STATED PROBLEM. Return every one of the following records verbatim, with no changes to any line.

ROWS.
======

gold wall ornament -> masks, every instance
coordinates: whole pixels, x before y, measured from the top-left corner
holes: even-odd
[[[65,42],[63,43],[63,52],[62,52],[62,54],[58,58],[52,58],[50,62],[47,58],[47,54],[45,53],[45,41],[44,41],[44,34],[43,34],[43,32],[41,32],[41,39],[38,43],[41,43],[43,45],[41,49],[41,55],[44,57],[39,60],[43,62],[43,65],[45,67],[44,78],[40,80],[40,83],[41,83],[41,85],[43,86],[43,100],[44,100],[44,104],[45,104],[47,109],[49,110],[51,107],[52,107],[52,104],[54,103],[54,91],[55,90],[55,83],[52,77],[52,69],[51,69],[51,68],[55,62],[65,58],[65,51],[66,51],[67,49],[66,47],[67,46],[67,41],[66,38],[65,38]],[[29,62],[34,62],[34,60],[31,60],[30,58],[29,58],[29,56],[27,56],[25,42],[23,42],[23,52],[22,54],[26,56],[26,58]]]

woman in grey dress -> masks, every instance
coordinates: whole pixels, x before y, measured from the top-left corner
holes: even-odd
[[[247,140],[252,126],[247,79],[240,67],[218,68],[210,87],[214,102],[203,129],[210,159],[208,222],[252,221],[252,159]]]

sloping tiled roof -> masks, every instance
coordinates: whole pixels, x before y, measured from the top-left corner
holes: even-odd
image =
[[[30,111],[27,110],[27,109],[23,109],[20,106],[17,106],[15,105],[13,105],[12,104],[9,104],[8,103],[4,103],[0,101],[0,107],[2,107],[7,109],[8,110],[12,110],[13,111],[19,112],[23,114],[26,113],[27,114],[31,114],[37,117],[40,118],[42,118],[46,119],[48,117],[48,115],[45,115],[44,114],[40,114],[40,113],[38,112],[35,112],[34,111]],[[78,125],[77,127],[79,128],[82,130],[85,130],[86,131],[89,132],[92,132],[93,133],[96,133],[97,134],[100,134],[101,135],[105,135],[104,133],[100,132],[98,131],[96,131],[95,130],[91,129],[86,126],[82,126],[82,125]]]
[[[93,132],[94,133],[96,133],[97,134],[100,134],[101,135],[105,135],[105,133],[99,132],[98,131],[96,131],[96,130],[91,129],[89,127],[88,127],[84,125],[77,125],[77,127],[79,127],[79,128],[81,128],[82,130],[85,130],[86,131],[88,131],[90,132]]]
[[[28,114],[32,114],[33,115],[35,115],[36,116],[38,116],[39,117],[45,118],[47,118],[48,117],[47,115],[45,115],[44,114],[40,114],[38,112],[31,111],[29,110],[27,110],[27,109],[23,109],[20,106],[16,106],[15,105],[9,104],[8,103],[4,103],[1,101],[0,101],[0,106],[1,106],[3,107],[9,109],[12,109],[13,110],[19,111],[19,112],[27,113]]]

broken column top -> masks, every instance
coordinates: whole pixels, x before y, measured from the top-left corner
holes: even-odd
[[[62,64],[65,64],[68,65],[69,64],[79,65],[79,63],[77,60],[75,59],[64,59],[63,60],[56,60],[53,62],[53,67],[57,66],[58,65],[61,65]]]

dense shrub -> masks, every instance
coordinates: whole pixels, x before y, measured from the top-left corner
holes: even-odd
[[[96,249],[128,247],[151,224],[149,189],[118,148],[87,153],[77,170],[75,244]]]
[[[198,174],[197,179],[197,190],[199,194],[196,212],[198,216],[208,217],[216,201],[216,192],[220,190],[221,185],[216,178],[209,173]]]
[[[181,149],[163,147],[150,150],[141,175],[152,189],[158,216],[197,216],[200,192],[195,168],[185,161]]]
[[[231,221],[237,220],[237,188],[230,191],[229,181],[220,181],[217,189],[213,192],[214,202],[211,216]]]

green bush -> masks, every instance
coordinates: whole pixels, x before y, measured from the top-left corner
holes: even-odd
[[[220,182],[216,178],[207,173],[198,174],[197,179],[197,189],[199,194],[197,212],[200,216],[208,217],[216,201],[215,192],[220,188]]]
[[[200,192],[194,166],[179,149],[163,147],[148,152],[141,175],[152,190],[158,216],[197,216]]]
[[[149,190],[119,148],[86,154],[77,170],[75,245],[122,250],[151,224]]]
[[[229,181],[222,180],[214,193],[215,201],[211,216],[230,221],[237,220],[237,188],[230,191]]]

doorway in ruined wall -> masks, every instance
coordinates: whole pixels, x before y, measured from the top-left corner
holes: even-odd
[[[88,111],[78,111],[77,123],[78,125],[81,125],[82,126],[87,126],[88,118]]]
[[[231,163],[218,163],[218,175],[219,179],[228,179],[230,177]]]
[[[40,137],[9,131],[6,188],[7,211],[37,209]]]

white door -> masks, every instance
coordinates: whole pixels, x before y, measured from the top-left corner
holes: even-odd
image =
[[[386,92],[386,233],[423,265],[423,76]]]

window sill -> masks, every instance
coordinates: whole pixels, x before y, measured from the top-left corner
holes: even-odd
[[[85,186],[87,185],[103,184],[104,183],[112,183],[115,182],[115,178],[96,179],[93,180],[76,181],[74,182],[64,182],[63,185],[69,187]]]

======

OUTPUT FOR THIS TASK.
gold wall ornament -> masks, every instance
coordinates: whole pixels, x before y, measured from the top-left corner
holes: even-odd
[[[65,42],[63,43],[63,52],[62,52],[62,54],[58,58],[52,58],[50,62],[47,58],[47,54],[45,53],[45,41],[44,41],[44,34],[43,34],[43,32],[41,32],[41,39],[38,43],[41,43],[43,45],[41,49],[41,55],[44,57],[39,60],[43,62],[43,65],[45,67],[44,78],[40,80],[40,83],[41,83],[41,85],[43,86],[43,100],[44,100],[44,104],[45,104],[47,109],[49,110],[51,107],[52,107],[52,104],[54,103],[54,91],[55,90],[55,83],[52,77],[52,69],[51,69],[51,68],[55,62],[65,58],[65,51],[66,51],[67,49],[66,47],[67,46],[67,41],[66,38],[65,38]],[[29,62],[34,62],[34,60],[31,60],[30,58],[29,58],[29,56],[27,56],[25,42],[23,42],[23,52],[22,54],[26,56],[26,58]]]

woman in grey dress -> masks, every instance
coordinates: whole pixels, x before y, measured from the top-left corner
holes: even-odd
[[[247,140],[252,126],[247,79],[240,67],[218,68],[210,87],[214,102],[203,129],[210,159],[208,222],[252,221],[252,159]]]

sloping tiled roof -> masks, every instance
coordinates: whole pixels, x before y, measured from the top-left corner
holes: even-odd
image =
[[[30,111],[27,110],[27,109],[23,109],[20,106],[17,106],[15,105],[13,105],[12,104],[9,104],[8,103],[4,103],[0,101],[0,107],[2,107],[7,109],[8,110],[12,110],[13,111],[19,112],[23,114],[26,113],[27,114],[31,114],[37,117],[40,118],[42,118],[46,119],[48,117],[48,115],[45,115],[44,114],[40,114],[40,113],[38,112],[35,112],[34,111]],[[78,125],[77,127],[79,128],[82,130],[85,130],[86,131],[89,132],[92,132],[93,133],[96,133],[97,134],[100,134],[101,135],[105,135],[104,133],[100,132],[98,131],[96,131],[95,130],[91,129],[86,126],[82,126],[82,125]]]
[[[93,132],[94,133],[96,133],[97,134],[100,134],[101,135],[105,135],[105,133],[99,132],[98,131],[96,131],[96,130],[91,129],[89,127],[88,127],[84,125],[77,125],[77,127],[79,127],[79,128],[81,128],[82,130],[85,130],[86,131],[88,131],[90,132]]]
[[[28,114],[32,114],[33,115],[35,115],[36,116],[38,116],[39,117],[45,118],[47,118],[48,117],[47,115],[45,115],[44,114],[40,114],[38,112],[31,111],[29,110],[27,110],[27,109],[23,109],[20,106],[16,106],[15,105],[9,104],[8,103],[4,103],[1,101],[0,101],[0,106],[1,106],[3,107],[9,109],[12,109],[13,110],[19,111],[19,112],[27,113]]]

broken column top -> masks, every instance
coordinates: whole pixels, x before y, measured from the top-left corner
holes: even-odd
[[[62,64],[65,64],[68,65],[69,64],[79,65],[79,63],[77,60],[75,59],[64,59],[63,60],[56,60],[53,62],[53,67],[57,66],[58,65],[61,65]]]

dense shrub -> masks, every instance
coordinates: whole pixels, x before y, measured from the top-left corner
holes: even-odd
[[[96,249],[128,247],[151,224],[149,189],[118,148],[87,153],[77,170],[75,244]]]
[[[198,174],[197,179],[197,190],[199,194],[196,212],[198,216],[208,217],[216,201],[216,192],[220,190],[221,185],[216,178],[209,173]]]
[[[181,149],[163,147],[150,150],[141,175],[152,189],[158,216],[197,216],[200,192],[195,168],[185,161]]]
[[[231,221],[237,220],[237,188],[230,191],[229,181],[220,181],[217,189],[213,192],[214,202],[211,216]]]

green bush -> masks, every instance
coordinates: whole pixels, x before y, measured from the top-left corner
holes: even-odd
[[[220,182],[216,178],[207,173],[198,174],[197,179],[197,189],[199,194],[197,212],[200,216],[208,217],[216,201],[215,192],[220,188]]]
[[[200,192],[194,166],[179,149],[163,147],[148,152],[141,175],[152,190],[158,216],[197,216]]]
[[[149,190],[119,148],[86,154],[77,170],[75,245],[122,250],[151,224]]]
[[[229,181],[222,180],[214,193],[215,201],[211,216],[230,221],[237,220],[237,188],[230,191]]]

doorway in ruined wall -> masks, every instance
coordinates: whole pixels, x before y, measured from the top-left corner
holes: even-odd
[[[88,111],[78,111],[77,123],[78,125],[81,125],[82,126],[87,126],[88,118]]]
[[[231,163],[218,163],[218,175],[219,179],[228,179],[230,177]]]
[[[40,137],[9,131],[6,188],[7,211],[37,209]]]

white door -> masks, every instance
coordinates: whole pixels, x before y, measured from the top-left corner
holes: even-odd
image =
[[[386,92],[386,233],[423,265],[423,76]]]

window sill -> masks, every instance
coordinates: whole pixels, x before y, measured from the top-left corner
holes: even-odd
[[[85,186],[87,185],[103,184],[104,183],[112,183],[115,182],[115,178],[96,179],[93,180],[76,181],[74,182],[64,182],[63,185],[69,187]]]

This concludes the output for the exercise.